Task prompt
Please change every "locate" to "detect" in the entries below, keeping everything else the same. Leave the pictures out of your answer.

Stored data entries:
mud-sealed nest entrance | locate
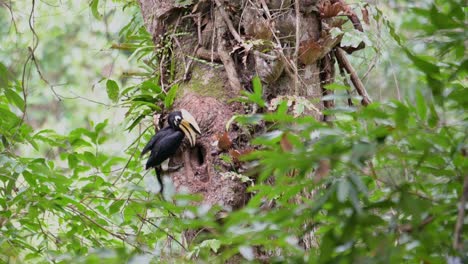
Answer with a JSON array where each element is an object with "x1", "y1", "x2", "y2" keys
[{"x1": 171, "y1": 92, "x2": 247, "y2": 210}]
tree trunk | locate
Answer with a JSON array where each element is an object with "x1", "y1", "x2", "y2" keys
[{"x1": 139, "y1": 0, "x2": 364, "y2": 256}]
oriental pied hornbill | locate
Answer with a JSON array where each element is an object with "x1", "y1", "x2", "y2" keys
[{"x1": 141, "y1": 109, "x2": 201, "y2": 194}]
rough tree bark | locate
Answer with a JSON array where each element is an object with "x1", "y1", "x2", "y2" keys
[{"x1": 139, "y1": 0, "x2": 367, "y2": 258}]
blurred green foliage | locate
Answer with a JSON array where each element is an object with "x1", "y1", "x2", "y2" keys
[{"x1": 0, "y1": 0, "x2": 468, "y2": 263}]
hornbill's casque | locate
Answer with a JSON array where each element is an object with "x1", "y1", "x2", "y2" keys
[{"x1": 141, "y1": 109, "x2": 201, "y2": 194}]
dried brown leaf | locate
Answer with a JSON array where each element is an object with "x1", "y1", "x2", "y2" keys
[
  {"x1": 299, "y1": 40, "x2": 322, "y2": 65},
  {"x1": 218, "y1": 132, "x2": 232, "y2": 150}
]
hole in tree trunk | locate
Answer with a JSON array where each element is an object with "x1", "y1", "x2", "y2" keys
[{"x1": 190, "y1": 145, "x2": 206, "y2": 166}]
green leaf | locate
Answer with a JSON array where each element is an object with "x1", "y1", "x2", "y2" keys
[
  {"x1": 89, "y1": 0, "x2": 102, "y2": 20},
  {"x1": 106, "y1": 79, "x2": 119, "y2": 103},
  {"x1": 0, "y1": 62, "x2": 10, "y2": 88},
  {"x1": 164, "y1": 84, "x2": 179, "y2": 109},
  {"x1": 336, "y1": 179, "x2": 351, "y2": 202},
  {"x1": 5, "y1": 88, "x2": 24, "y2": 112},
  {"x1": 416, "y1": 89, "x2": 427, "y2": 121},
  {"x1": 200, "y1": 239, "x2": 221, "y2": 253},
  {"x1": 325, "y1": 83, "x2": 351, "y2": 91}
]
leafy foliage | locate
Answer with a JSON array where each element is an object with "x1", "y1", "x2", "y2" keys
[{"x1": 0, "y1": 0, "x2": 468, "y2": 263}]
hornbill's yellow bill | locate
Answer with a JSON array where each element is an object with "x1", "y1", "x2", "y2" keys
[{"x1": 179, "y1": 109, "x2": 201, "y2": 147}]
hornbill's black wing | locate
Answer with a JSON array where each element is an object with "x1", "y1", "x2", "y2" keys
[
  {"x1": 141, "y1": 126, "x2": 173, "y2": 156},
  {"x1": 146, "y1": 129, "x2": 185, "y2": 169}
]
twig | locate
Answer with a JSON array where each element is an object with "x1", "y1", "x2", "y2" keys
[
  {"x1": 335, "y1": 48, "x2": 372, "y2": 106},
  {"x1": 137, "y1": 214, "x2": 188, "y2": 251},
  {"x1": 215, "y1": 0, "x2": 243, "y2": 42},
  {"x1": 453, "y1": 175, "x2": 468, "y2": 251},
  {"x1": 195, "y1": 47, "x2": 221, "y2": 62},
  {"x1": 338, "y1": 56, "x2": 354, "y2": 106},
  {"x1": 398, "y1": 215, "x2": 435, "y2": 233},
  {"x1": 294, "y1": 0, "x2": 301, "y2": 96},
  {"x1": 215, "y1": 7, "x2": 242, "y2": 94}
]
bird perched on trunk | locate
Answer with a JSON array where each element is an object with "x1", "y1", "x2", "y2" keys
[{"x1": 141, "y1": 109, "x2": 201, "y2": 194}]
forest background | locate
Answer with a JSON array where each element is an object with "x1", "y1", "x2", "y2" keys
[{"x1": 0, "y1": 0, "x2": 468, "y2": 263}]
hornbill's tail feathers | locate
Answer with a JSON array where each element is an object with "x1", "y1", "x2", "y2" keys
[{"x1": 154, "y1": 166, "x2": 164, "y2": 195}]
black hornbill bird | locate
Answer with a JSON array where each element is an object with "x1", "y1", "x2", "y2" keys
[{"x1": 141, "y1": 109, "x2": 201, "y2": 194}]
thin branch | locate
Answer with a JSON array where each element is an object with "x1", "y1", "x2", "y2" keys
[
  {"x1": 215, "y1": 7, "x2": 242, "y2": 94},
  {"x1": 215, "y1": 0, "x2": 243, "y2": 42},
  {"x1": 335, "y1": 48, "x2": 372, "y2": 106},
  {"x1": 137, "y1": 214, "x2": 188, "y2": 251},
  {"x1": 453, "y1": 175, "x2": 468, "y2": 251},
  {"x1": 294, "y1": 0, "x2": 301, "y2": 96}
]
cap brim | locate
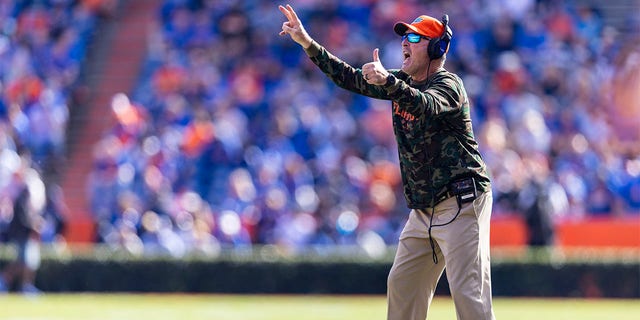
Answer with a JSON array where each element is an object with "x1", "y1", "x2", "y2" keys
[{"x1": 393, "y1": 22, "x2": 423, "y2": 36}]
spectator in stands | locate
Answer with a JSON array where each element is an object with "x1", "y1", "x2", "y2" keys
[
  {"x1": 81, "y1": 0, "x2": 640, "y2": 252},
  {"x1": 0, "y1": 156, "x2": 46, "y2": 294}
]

Exercise response
mud-sealed nest entrance | detect
Answer with a JSON array where each element is an object with "x1", "y1", "x2", "y2" keys
[{"x1": 171, "y1": 92, "x2": 247, "y2": 210}]
tree trunk | detect
Answer with a JSON array where each element is an object with "x1", "y1", "x2", "y2" keys
[{"x1": 139, "y1": 0, "x2": 364, "y2": 256}]
oriental pied hornbill | detect
Answer with a JSON array where each element is an object with "x1", "y1", "x2", "y2" keys
[{"x1": 141, "y1": 109, "x2": 201, "y2": 194}]
rough tree bark | detect
Answer with a JSON array where each element is an object with "x1", "y1", "x2", "y2" keys
[{"x1": 139, "y1": 0, "x2": 367, "y2": 258}]
blurred green foliage | detect
Answer with a JSON array where each element is an object with "x1", "y1", "x2", "y2" keys
[{"x1": 0, "y1": 0, "x2": 468, "y2": 263}]
hornbill's casque | detect
Answer with a JSON array where each element is an object with "x1", "y1", "x2", "y2" keys
[{"x1": 141, "y1": 109, "x2": 201, "y2": 194}]
dried brown leaf | detect
Answer with a JSON array where each element is an object with "x1", "y1", "x2", "y2" keys
[
  {"x1": 299, "y1": 40, "x2": 322, "y2": 65},
  {"x1": 218, "y1": 132, "x2": 232, "y2": 150}
]
hole in tree trunk | detect
Answer with a JSON array where each element is an object with "x1", "y1", "x2", "y2" keys
[{"x1": 190, "y1": 145, "x2": 206, "y2": 166}]
green leaf | detect
Answer with a JSON array where each element is an object with "x1", "y1", "x2", "y2" keys
[
  {"x1": 89, "y1": 0, "x2": 102, "y2": 20},
  {"x1": 106, "y1": 79, "x2": 119, "y2": 103},
  {"x1": 0, "y1": 62, "x2": 10, "y2": 88},
  {"x1": 164, "y1": 84, "x2": 179, "y2": 109},
  {"x1": 336, "y1": 179, "x2": 351, "y2": 202},
  {"x1": 5, "y1": 88, "x2": 24, "y2": 112},
  {"x1": 416, "y1": 89, "x2": 427, "y2": 121},
  {"x1": 200, "y1": 239, "x2": 221, "y2": 253},
  {"x1": 325, "y1": 83, "x2": 351, "y2": 91}
]
leafy foliage | detect
Answer with a JSON array where each element is an object with "x1", "y1", "x2", "y2" keys
[{"x1": 0, "y1": 0, "x2": 468, "y2": 263}]
hornbill's yellow bill | detect
Answer with a JSON array where each element is an object with "x1", "y1", "x2", "y2" keys
[{"x1": 179, "y1": 109, "x2": 201, "y2": 147}]
hornbill's black wing | detect
Answer with a JSON array where each element is an object with "x1", "y1", "x2", "y2" keys
[
  {"x1": 141, "y1": 126, "x2": 173, "y2": 156},
  {"x1": 146, "y1": 129, "x2": 185, "y2": 169}
]
twig | detect
Answer with a JSON array where each element is an object with "x1", "y1", "x2", "y2" keys
[
  {"x1": 335, "y1": 48, "x2": 372, "y2": 106},
  {"x1": 137, "y1": 214, "x2": 188, "y2": 251},
  {"x1": 215, "y1": 0, "x2": 243, "y2": 42},
  {"x1": 453, "y1": 175, "x2": 468, "y2": 251},
  {"x1": 195, "y1": 47, "x2": 221, "y2": 62},
  {"x1": 338, "y1": 56, "x2": 354, "y2": 106},
  {"x1": 398, "y1": 215, "x2": 435, "y2": 233},
  {"x1": 294, "y1": 0, "x2": 301, "y2": 96},
  {"x1": 215, "y1": 7, "x2": 242, "y2": 94}
]
bird perched on trunk | detect
Answer with a JSON array where each element is an object with "x1", "y1", "x2", "y2" keys
[{"x1": 141, "y1": 109, "x2": 201, "y2": 194}]
forest background | detect
Answer with a JSON array where each element is an object with "x1", "y1", "x2", "y2" keys
[{"x1": 0, "y1": 0, "x2": 468, "y2": 263}]
hornbill's tail feathers | detect
Answer with a JSON array where each element is an object with "x1", "y1", "x2", "y2" keys
[{"x1": 154, "y1": 166, "x2": 164, "y2": 195}]
black hornbill bird | detect
Answer with a JSON array where each element is an object with "x1", "y1", "x2", "y2" keys
[{"x1": 141, "y1": 109, "x2": 201, "y2": 194}]
thin branch | detect
Answer with a JSON array where each element is an object with "x1", "y1", "x2", "y2" keys
[
  {"x1": 215, "y1": 7, "x2": 242, "y2": 94},
  {"x1": 215, "y1": 0, "x2": 243, "y2": 42},
  {"x1": 335, "y1": 48, "x2": 372, "y2": 106},
  {"x1": 137, "y1": 214, "x2": 188, "y2": 251},
  {"x1": 453, "y1": 175, "x2": 468, "y2": 251},
  {"x1": 294, "y1": 0, "x2": 301, "y2": 96}
]
cap brim | detect
Answer with a JSON array where each element is an object with "x1", "y1", "x2", "y2" keys
[{"x1": 393, "y1": 22, "x2": 423, "y2": 36}]
spectator in stands | detect
Answer with a JSON array where each element is an object with "x1", "y1", "x2", "y2" keys
[
  {"x1": 81, "y1": 0, "x2": 640, "y2": 252},
  {"x1": 0, "y1": 156, "x2": 46, "y2": 294}
]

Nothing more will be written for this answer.